Arbeitsauftrag 1:
Beantworte zum Textauszug über die pauschale Netzentgeltreduzierung diese drei Fragen:
(a) Wo ist die pauschale Netzentgeltreduzierung transparent auszuweisen?
(b) Womit wäre eine direkte Zahlungsbeziehung zwischen Netzbetreiber und Verbraucher verbunden?
(c) Wie lautet die knappe Bewertung in der Stellungnahme des Verbraucherzentrale Bundesverbands?
Arbeitsauftrag 2: Fasse im Textauszug über die pauschale Netzentgeltreduzierung den Absatz, der mit „Derzeit erfolgt die Abwicklung“ beginnt, als Liste zusammen und behalte seine wesentlichen Angaben bei.
Arbeitsauftrag 3: Schreibe den Textauszug über die pauschale Netzentgeltreduzierung im Anschluss an seinen letzten Satz weiter.

Derzeit erfolgt die Abwicklung laut Bundesnetzwerkagentur im Netznutzungsverhältnis. Die Weiterverrechnung der Pauschale habe in der Abrechnung des Lieferanten an den Verbraucher gemäß den geltenden Vertrags- und Abrechnungsbeziehungen zu erfolgen. Die pauschale Netzentgeltreduzierung sei „transparent in einer Abrechnung des Lieferanten an den Kunden auszuweisen“.

Alternativ sei eine direkte Zahlungsbeziehung zwischen Netzbetreiber und Verbraucher vorstellbar. Dies sei allerdings mit einem hohen Umsetzungsaufwand verbunden.

Lob und Kritik vom Verbraucherzentrale Bundesverband

Nach dem Scheitern eines ersten Anlaufs zur Integration steuerbarer Verbrauchseinrichtungen, den die letzte Bundesregierung vorgestellt hatte, gibt es Lob und Kritik vom Verbraucherzentrale Bundesverband. „Besser, aber nicht gut genug“, heißt es in seiner Stellungnahme.

Inhalt der Auflistung:
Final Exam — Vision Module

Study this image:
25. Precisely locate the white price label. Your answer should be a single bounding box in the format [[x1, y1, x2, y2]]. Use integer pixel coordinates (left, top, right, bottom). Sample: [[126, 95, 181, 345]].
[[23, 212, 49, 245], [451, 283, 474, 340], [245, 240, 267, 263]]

Schriftliche Antwort 1:
(a) In einer Abrechnung des Lieferanten an den Kunden.
(b) Mit einem hohen Umsetzungsaufwand.
(c) „Besser, aber nicht gut genug“.

Schriftliche Antwort 2:
- Laut Bundesnetzwerkagentur erfolgt die Abwicklung derzeit im Netznutzungsverhältnis.
- Die Pauschale wird in der Abrechnung des Lieferanten an den Verbraucher weiterverrechnet, und zwar gemäß den geltenden Vertrags- und Abrechnungsbeziehungen.
- Die pauschale Netzentgeltreduzierung ist in einer Abrechnung des Lieferanten an den Kunden transparent auszuweisen.

Schriftliche Antwort 3:
Dass Kostenfaktoren gestrichen werden, sieht der Verband positiv. „So sollen die Pflicht zum Einbau eines zweiten Zählers entfallen und geringere Netzentgelte für Haushalte mit steuerbaren Verbrauchsgeräten kommen.“ Spätestens ab 2029 soll zudem auf der Grundlage der messtechnisch konkret erfassten Auslastung des betreffenden Stromnetzes eine Begrenzung der Stromzufuhr für die steuerbaren Verbrauchsgeräte vom Netzbetreiber genau hergeleitet werden müssen.

Positiv sei auch, dass private Haushalte den Anspruch haben sollen, ihre Wärmepumpe oder Wallbox (eine Ladestation für Elektroautos) zeitnah vom Netzbetreiber anschließen zu lassen. Außerdem müsse niemand befürchten, dass Nachtspeicherheizungen in ihrer Leistung vom Netzbetreiber begrenzt werden könnten, da für diese ein zeitlich unbegrenzter Bestandschutz gelten soll.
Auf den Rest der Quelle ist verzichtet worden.